** START OF Raw records **
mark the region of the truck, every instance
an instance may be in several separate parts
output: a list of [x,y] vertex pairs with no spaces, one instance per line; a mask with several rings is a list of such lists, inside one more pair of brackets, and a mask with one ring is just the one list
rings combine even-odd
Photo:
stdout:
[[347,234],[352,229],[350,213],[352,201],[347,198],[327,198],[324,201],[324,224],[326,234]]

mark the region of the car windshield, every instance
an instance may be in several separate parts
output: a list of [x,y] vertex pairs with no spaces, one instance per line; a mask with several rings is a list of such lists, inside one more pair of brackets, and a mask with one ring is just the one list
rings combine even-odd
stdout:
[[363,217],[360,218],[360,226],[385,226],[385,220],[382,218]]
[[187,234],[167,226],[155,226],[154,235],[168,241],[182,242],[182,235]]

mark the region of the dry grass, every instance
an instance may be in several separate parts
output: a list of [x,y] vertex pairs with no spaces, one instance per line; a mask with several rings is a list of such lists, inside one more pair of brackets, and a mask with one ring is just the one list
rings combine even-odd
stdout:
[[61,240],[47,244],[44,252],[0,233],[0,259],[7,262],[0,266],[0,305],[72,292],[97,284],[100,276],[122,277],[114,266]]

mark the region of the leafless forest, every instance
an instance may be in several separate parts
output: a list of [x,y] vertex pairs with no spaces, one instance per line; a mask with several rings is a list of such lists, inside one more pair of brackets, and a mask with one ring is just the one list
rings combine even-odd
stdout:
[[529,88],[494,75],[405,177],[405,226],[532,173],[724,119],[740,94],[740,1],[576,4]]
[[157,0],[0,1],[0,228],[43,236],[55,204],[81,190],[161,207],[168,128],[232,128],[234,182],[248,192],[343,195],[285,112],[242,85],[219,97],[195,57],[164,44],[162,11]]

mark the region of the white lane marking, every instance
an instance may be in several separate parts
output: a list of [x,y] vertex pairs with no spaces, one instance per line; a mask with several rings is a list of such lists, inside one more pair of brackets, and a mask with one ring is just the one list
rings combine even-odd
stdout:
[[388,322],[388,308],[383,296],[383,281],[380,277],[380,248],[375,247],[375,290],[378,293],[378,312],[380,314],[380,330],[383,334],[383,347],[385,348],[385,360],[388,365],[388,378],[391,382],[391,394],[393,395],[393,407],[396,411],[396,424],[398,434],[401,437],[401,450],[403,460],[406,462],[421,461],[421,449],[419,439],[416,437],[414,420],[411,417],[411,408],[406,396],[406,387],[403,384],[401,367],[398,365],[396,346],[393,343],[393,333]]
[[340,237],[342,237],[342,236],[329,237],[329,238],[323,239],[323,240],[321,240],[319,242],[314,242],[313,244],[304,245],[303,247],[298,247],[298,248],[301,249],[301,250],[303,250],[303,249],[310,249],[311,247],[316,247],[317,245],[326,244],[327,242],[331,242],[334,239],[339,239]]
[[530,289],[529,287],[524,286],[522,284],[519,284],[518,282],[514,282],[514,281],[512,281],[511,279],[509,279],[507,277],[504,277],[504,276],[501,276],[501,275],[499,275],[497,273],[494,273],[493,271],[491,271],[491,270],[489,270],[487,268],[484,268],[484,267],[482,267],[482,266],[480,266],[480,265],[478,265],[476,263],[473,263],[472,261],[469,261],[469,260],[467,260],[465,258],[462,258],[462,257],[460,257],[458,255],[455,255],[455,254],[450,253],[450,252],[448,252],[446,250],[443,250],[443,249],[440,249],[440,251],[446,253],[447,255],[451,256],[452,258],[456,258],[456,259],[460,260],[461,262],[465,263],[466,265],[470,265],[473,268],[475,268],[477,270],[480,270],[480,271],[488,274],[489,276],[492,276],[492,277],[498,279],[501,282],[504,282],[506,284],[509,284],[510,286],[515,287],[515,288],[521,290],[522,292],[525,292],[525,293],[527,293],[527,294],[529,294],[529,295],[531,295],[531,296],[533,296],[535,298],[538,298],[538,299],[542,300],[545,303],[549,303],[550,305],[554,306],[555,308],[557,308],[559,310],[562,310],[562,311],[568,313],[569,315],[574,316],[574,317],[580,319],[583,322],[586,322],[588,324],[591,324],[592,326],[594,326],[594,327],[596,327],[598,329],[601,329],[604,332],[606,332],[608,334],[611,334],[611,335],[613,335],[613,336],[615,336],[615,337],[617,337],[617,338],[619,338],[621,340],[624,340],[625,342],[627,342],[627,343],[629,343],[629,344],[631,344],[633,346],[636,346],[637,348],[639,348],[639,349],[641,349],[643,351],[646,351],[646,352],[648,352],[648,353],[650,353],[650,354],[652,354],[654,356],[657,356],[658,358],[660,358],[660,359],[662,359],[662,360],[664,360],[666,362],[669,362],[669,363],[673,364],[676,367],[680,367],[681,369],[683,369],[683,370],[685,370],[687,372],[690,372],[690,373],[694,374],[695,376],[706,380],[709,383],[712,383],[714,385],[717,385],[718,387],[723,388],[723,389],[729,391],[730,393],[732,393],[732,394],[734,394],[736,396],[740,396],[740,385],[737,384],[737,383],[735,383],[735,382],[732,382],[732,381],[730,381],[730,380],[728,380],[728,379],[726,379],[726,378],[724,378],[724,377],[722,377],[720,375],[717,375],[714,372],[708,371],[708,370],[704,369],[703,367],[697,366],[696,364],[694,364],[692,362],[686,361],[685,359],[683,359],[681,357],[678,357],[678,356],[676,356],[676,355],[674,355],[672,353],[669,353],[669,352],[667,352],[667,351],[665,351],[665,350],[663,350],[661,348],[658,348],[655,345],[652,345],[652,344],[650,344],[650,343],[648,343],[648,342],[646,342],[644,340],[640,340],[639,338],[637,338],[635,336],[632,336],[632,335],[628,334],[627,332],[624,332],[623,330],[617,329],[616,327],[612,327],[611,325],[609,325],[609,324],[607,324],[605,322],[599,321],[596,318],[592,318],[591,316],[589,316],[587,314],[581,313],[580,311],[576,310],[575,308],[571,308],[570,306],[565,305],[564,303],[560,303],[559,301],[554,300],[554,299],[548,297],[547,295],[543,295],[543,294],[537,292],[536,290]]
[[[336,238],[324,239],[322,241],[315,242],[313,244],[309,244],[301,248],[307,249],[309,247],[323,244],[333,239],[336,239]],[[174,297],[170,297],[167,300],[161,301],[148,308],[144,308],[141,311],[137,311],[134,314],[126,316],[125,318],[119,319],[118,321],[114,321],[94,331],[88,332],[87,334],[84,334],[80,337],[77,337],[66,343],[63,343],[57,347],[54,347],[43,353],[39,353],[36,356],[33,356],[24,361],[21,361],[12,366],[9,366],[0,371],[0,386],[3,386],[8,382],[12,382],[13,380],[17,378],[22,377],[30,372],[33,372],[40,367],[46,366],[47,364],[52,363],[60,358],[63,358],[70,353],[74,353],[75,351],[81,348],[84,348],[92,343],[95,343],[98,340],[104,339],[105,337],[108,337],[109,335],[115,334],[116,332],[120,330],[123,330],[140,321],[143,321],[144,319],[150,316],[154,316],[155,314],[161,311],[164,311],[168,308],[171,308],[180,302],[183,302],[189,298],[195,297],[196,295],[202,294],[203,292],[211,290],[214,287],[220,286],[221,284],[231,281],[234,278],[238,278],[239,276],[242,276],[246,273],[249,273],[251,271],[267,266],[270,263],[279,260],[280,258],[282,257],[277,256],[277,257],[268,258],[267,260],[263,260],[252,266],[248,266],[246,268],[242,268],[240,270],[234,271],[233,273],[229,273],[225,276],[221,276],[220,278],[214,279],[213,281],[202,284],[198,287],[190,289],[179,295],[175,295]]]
** END OF Raw records **
What to produce:
Select each line of the records that contains the word "region", and copy those lines.

Task output:
mark the region of the truck, every instance
mark the region of the car windshield, every instance
mark the region of the dry grass, every instance
mark the region of the leafless forest, every instance
mark the region of the white lane marking, every instance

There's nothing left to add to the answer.